**Excerpted text:**
==========

Minecraft Dungeons Physical Accessibility
Minecraft Dungeons is wildly entertaining, especially with friends. Despite its incredible accessibility, the need to continuously hold the movement and attack buttons are problematic for physically disabled players with limited strength and energy.
Score8 out of 10
Since its initial launch, Minecraft has dominated the gaming industry with seemingly infinite player-created mods, a unique and memorable artistic style and an unrivaled exploration system. With 200 million copies sold across varying systems, Minecraft remains one of the most popular games of all time. Now, nearly a decade after its release, Minecraft enters the Dungeon Crawling genre with a surprisingly entertaining and accessible title for physically disabled players on the PC.
Developed by Mojang Studios and Double Eleven, Minecraft Dungeons tasks individuals with defeating the nefarious Arch-Illager and his army. Like Diablo and Torchlight, players journey through beautifully designed levels collecting progressively better loot, defeating swarms of monsters and discovering mini procedurally generated paths along the way. While not as in-depth as Diablo — as character progression is limited to minor weapon and armor upgrades — Minecraft Dungeons is a perfectly suitable title for first-time Dungeon Crawlers.
As for physical accessibility, Minecraft Dungeons offers the capability to fully customize controls, with visual notifications to indicate whether a button is already bound. Aside from the necessity of the ‘Escape’ key to exit the game, every mouse button or key can be changed to your liking. Throughout the first level, I regularly adjusted my keys to find a suitable combination that worked.
Along with customizable controls, Minecraft Dungeons performs surprisingly well with relation to its overall ease of access through the utilization of the mouse. While it is certainly possible to cast abilities, open the inventory or access the map with a corresponding key, all actions can be successfully completed by simply pressing the left or right mouse buttons. Movement, primary attacks, ability casting, checking the map and inventory management are all achieved through the left mouse, while ranged attacks are done through the right button. For someone with limited range of motion, being able to successfully complete all aspects of the game through a single hand is an indescribable feeling, one which I hope future Dungeon Crawlers implement.

==========

**Entries supplied:**

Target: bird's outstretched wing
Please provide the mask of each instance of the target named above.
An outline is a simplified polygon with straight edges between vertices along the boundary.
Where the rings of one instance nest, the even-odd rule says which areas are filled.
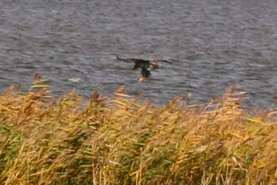
[[[121,60],[125,62],[135,62],[136,60],[137,60],[138,59],[136,58],[119,58],[118,56],[116,56],[116,59],[118,60]]]
[[[151,72],[146,68],[141,69],[141,75],[144,78],[148,78],[150,77]]]

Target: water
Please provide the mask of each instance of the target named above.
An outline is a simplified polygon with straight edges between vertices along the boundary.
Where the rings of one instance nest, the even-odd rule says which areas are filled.
[[[231,85],[250,106],[277,98],[277,2],[255,0],[0,1],[0,89],[35,72],[59,96],[89,97],[125,85],[163,104],[192,94],[207,103]],[[116,55],[174,60],[138,82],[141,72]]]

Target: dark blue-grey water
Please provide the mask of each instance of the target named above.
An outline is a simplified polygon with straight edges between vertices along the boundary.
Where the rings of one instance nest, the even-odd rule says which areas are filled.
[[[125,84],[160,103],[188,93],[206,103],[235,85],[249,106],[268,107],[277,98],[276,51],[274,0],[0,1],[1,91],[28,88],[41,72],[57,96],[107,95]],[[141,83],[116,55],[176,62]]]

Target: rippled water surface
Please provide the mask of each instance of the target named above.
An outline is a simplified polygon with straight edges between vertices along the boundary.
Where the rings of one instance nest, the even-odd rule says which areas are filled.
[[[276,46],[274,0],[0,1],[1,91],[27,88],[39,71],[56,95],[110,94],[125,84],[160,103],[188,93],[206,103],[235,85],[250,106],[268,107],[277,98]],[[141,83],[116,55],[175,62]]]

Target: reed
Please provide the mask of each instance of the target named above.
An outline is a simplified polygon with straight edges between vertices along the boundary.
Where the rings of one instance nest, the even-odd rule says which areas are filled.
[[[276,112],[244,109],[244,92],[158,107],[123,87],[54,98],[46,81],[0,96],[1,184],[277,183]]]

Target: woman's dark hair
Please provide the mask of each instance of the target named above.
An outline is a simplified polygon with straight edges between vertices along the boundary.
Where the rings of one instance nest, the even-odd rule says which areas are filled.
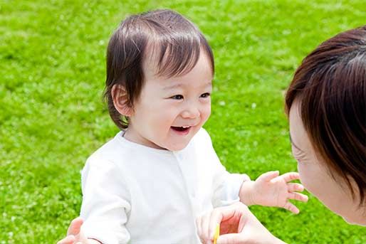
[[[334,178],[345,180],[360,205],[366,192],[366,26],[320,44],[296,70],[286,95],[295,100],[310,142]]]
[[[125,19],[110,38],[107,50],[104,97],[115,124],[121,129],[128,127],[128,118],[113,105],[115,85],[125,87],[127,104],[132,107],[144,85],[142,65],[146,58],[153,57],[156,61],[157,75],[171,78],[189,72],[202,51],[214,74],[214,55],[207,41],[194,24],[179,14],[156,10]]]

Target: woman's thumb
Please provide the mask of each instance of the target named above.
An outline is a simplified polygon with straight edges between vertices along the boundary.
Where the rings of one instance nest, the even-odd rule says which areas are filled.
[[[77,235],[80,233],[80,229],[81,228],[81,226],[83,225],[83,218],[80,217],[78,217],[75,219],[71,221],[71,223],[70,224],[70,226],[68,227],[68,235]]]
[[[217,244],[231,244],[231,243],[249,243],[241,233],[226,234],[219,236]]]

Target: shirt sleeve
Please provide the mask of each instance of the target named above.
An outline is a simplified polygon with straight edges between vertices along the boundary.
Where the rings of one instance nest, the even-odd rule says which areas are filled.
[[[212,204],[214,208],[232,204],[240,200],[239,191],[243,182],[251,179],[245,174],[230,174],[226,171],[216,154],[209,135],[206,134],[209,141],[206,144],[209,145],[208,151],[212,154],[209,162],[213,169]]]
[[[115,164],[90,157],[81,173],[83,230],[88,238],[103,244],[130,240],[125,223],[130,211],[130,196],[121,171]]]

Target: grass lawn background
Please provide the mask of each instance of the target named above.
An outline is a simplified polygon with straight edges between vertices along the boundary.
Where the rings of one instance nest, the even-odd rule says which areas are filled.
[[[0,4],[0,244],[54,243],[81,202],[86,158],[117,132],[102,102],[109,37],[129,14],[169,8],[193,21],[215,55],[205,128],[232,172],[296,170],[283,92],[302,58],[366,23],[363,0],[8,1]],[[142,169],[143,170],[143,169]],[[310,196],[294,216],[252,207],[289,243],[365,243]]]

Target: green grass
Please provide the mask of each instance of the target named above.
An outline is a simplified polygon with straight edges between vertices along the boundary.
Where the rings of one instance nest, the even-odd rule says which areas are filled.
[[[252,178],[296,170],[283,90],[318,44],[366,21],[363,0],[93,2],[0,4],[0,244],[56,243],[78,215],[80,170],[117,131],[101,95],[108,41],[127,14],[170,8],[202,30],[216,70],[205,127],[227,169]],[[298,206],[251,209],[289,243],[366,243],[314,197]]]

==========

**What you will do:**
A. From the Minecraft Dungeons accessibility review, print the passage from "Score8 out of" up to and including "players on the PC." word for word.
B. Answer these questions using the Minecraft Dungeons accessibility review:
(i) How many copies of Minecraft have been sold?
(ii) Which key cannot be rebound, and what is it needed for?
(iii) Which mouse button performs ranged attacks?

**Solutions to the problems:**
A.
Score8 out of 10
Since its initial launch, Minecraft has dominated the gaming industry with seemingly infinite player-created mods, a unique and memorable artistic style and an unrivaled exploration system. With 200 million copies sold across varying systems, Minecraft remains one of the most popular games of all time. Now, nearly a decade after its release, Minecraft enters the Dungeon Crawling genre with a surprisingly entertaining and accessible title for physically disabled players on the PC.

B.
(i) 200 million copies.
(ii) The 'Escape' key, which is needed to exit the game.
(iii) The right mouse button.